TASK PROMPT: Transcribe every record verbatim.

--- START ---

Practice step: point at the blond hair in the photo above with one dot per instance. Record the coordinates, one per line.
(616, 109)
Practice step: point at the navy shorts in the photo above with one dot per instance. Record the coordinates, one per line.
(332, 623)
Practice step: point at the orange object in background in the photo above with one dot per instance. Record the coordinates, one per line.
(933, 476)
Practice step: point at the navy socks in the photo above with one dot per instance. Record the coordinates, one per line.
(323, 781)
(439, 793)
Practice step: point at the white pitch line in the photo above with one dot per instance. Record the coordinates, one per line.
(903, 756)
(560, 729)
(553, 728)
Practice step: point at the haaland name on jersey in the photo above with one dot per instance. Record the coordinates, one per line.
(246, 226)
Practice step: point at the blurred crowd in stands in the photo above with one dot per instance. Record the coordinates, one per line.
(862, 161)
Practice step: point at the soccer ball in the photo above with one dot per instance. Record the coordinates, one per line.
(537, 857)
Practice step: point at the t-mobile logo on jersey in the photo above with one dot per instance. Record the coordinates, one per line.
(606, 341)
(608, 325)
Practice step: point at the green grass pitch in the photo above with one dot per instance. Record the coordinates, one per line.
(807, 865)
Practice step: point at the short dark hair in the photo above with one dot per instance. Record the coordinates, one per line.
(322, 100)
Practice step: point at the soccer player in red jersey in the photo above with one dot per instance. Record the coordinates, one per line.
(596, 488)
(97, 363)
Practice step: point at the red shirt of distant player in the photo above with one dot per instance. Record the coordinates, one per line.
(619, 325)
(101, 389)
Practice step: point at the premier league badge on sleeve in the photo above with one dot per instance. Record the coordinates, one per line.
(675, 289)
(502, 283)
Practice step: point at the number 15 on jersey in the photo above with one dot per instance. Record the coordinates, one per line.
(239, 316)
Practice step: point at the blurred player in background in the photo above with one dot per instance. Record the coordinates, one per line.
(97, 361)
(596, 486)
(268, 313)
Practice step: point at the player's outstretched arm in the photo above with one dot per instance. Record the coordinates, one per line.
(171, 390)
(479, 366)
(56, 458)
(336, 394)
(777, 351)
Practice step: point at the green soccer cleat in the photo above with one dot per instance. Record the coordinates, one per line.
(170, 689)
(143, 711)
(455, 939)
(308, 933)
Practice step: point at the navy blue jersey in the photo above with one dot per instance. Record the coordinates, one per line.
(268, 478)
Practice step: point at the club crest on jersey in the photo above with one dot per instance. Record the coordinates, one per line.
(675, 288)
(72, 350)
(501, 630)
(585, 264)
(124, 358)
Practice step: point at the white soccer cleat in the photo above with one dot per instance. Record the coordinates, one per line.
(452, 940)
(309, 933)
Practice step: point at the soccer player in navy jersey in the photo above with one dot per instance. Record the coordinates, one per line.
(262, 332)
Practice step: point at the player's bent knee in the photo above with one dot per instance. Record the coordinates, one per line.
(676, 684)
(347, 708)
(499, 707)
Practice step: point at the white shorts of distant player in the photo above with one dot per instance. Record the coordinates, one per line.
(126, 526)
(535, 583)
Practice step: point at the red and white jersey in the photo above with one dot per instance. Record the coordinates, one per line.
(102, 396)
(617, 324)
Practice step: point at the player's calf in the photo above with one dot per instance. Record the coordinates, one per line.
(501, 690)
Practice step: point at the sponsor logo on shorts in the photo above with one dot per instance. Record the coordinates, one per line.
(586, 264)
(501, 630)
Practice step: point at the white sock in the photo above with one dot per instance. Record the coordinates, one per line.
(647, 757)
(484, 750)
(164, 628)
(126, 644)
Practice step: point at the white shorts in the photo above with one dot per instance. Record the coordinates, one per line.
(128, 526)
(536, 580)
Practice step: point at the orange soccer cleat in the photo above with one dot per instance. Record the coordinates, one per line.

--- END ---

EXPECTED ANSWER:
Practice step: point at the blond hair in the photo above with one dot per instance. Record the coordinates, one per line.
(616, 109)
Practice step: point at the navy shorts in the photo above with one dot per instance. Record the coordinates, one per line.
(332, 623)
Practice step: point at the orange object in background in the photo above with one dot per instance. Record the coordinates, one per line.
(933, 476)
Practice step: point at the navy socks in the photo above with one dot per instance. Record the coordinates, one per line.
(323, 781)
(439, 793)
Practice step: point at the white pitch line in the photo above with one dot per instance. Record the coordinates, one per line.
(903, 756)
(560, 729)
(553, 728)
Practice step: point at the haaland name on jersey in the photo above with one dot per instance. Record the coordinates, one per line.
(246, 226)
Practice step: point at the blurred crowd in stands in the photo above with one dot per instance. Record the coordinates, one per line.
(862, 161)
Practice step: point at the soccer ball in the photo above with one dot per instance. Record the coordinates, one per line.
(537, 857)
Practice step: point at the t-mobile logo on jersey in the photo above with one dot per instance. Record the coordinates, one per line.
(606, 341)
(608, 325)
Practice step: point at the green grass pitch in the photo above with one dot per instance. Record the coordinates, one per line.
(807, 865)
Practice step: point at the short dark hair in the photo above with one dot per instance. Record the coordinates, one per line.
(322, 100)
Practice step: point at the soccer player in red jersey in the photo above with one dot per instance. Record the coordinates, one per line.
(596, 488)
(97, 363)
Practice step: point at the red shirt of distant player in the photo above with one dot per instance. Record the coordinates, one per line.
(619, 325)
(101, 389)
Practice step: point at the premier league badge on sleeve in the photo above with one dot per instance. Record the coordinates, one per line.
(675, 289)
(502, 283)
Practice step: point at the number 15 on jersey in the photo above with one dot per instance. Record the coordinates, one per line.
(239, 316)
Practice step: point at the blurred player in background in the photo above with one dot per instance. Record the coordinates, one per line.
(97, 361)
(596, 486)
(268, 313)
Practice step: point at the player's outstretched arm in the photo above with one dot per instance. Record the coordinates, one per line.
(171, 390)
(479, 366)
(56, 458)
(336, 394)
(777, 351)
Practice step: point at the green soccer cleat in the photo above with one dot per instance. Record the coordinates, one per line.
(170, 689)
(143, 711)
(455, 939)
(308, 933)
Practice step: point at the navy blue jersey in the photo above with one dot per instance. Record the coordinates, one per line.
(268, 478)
Practice step: point at the club crest on jersey in the photo above with one dot per instance. Record the coordinates, one per line.
(675, 288)
(72, 350)
(501, 630)
(585, 264)
(124, 358)
Practice step: point at the white soccer cleat in the photo above with one dot per instance. Record the coordinates, one per line.
(452, 940)
(309, 933)
Practice step: point at the soccer player in navy jersey in the photo above with one dot per instance. Record the coordinates, one per line.
(262, 332)
Practice step: point at the player's bent knee in the photo above with one dot per instance. Record the coordinates, one per line.
(676, 684)
(347, 708)
(499, 707)
Practice step: point at the white shorts of distant player in the photo above with one dot per instance. Record the coordinates, one per line.
(126, 526)
(535, 583)
Practice step: point at the red and white jersey in the photo above with one dot per instance. Record the coordinates, one per line.
(102, 396)
(617, 324)
Practice step: point at the player's calf in the photo above with one dot per instance. Record the coordinates, one per line.
(501, 690)
Practice step: point at the sponsor logo on shorts in the photo above with one dot per instance. Record the coordinates, one per line.
(586, 264)
(501, 630)
Practice step: point at the white sock in the photo above with one dot per instance. Record the coordinates, one per line.
(647, 757)
(484, 750)
(164, 628)
(126, 644)
Practice step: point at the white shorts in the photo above with one dot per instance. Record the coordinates, one per line.
(128, 526)
(536, 580)
Practice step: point at the orange soccer cleat in the photo above with one dot per instance. Record the coordinates, one per line.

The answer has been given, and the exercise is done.